| Task list |
**1)** Write out the part of the knitting story from "Although the 21-year-old" to "show their support.".
**2)** Sum up the knitting story in two sentences.

| Excerpt provided |

Woman’s knack for knitting is warming heads around the world

Sarah Bade is known by some as the “mad knitter.”

She’ll finish a baby hat in a single church sermon. Give her a day, and she can knit five baby hats or three adult-sized caps.

Although the 21-year-old developmentally delayed woman struggles in many ways, her parents think knitting is a calling.

“She can’t add two numbers together, it’s too complicated. She doesn’t know time,” said her mother, Terri Bade. Knitting, on the other hand, took hold. Within two weeks of learning how to loop yarn around a plastic loom, Sarah became unstoppable.

The craft takes “incredible patience and perseverance,” said her father, Greg Bade. “Sarah was put on Earth to be a knitter.”

Sarah learned to knit just three years ago. Thrilled with the young woman’s newfound craft, friends, family and fellow church members have donated yards and yards of yarn to show their support.

The Bades adopted Sarah from a Bulgarian orphanage in 1993; she’s the second of 10 adopted children who range in age from 9 to 23.

“We had no idea what we were getting into,” said Terri Bade. Sarah also has cerebral palsy and a first-grade reading level that is not likely to improve much.

The child-sized woman sits in a chair next to an illuminated floor lamp with carefully placed knitting tools on the table next to her. She’ll knit for hours, only interrupting her rhythm for chores: “I’ll check the laundry or set the table,” she said.

Since then, she’s outfitted every youngster in her church and all the kids in her youth group. She sent 100 hats to an orphanage in Afghanistan and donated caps to Vanessa Behan Crisis Nursery and Providence Sacred Heart Medical Center and Children’s Hospital.

“We wanted to find something she liked to do,” her mother said. “She loved going to baby showers, and I wanted her to be able to have something to give. No one loves babies’ heads as much as Sarah.”

The Mead High School graduate’s obsessive-compulsive disorder prompts her to count the hats again and again, stacking them neatly or ordering them by size on the floor. With 47 more hats ready for delivery, she’s hunting for the next recipients. The residents in a nursing home perhaps, Sarah says.

Sarah will also do special orders on occasion.

Susan Webley, who struggled to part with a collection of yarn from her late grandmother, trusted Sarah to do something with it. Of course, the young woman knitted her a hat.

“I will cherish the hat forever,” Webley wrote in a thank-you card. “I miss my grandmother very much and this hat will be the perfect reminder of her because she loved to knit just like you do.”

| Information provided |
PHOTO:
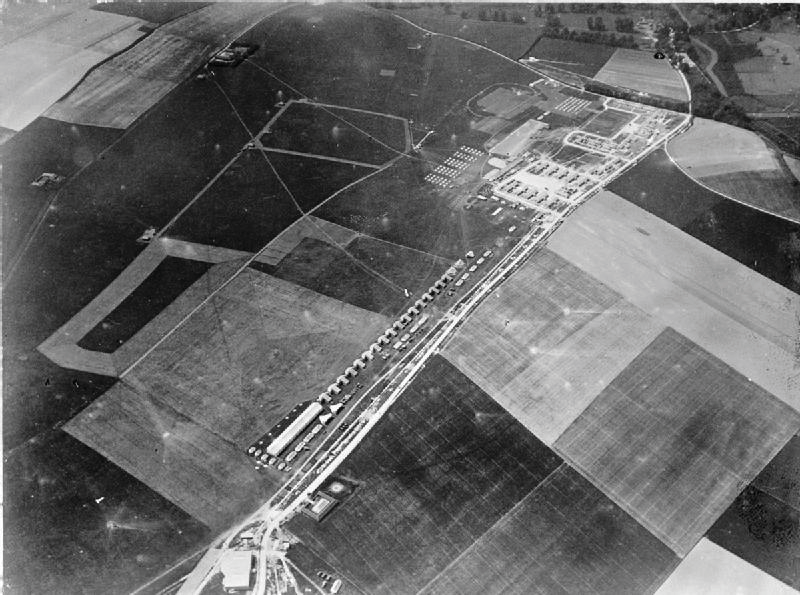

| Numbered answers |
**1)**
Although the 21-year-old developmentally delayed woman struggles in many ways, her parents think knitting is a calling.

“She can’t add two numbers together, it’s too complicated. She doesn’t know time,” said her mother, Terri Bade. Knitting, on the other hand, took hold. Within two weeks of learning how to loop yarn around a plastic loom, Sarah became unstoppable.

The craft takes “incredible patience and perseverance,” said her father, Greg Bade. “Sarah was put on Earth to be a knitter.”

Sarah learned to knit just three years ago. Thrilled with the young woman’s newfound craft, friends, family and fellow church members have donated yards and yards of yarn to show their support.

**2)** Sarah Bade, a 21-year-old developmentally delayed woman adopted from a Bulgarian orphanage, learned to knit three years ago and can make five baby hats in a day. She has outfitted every youngster in her church, sent 100 hats to an orphanage in Afghanistan, donated caps to a crisis nursery and a hospital, and sometimes takes special orders.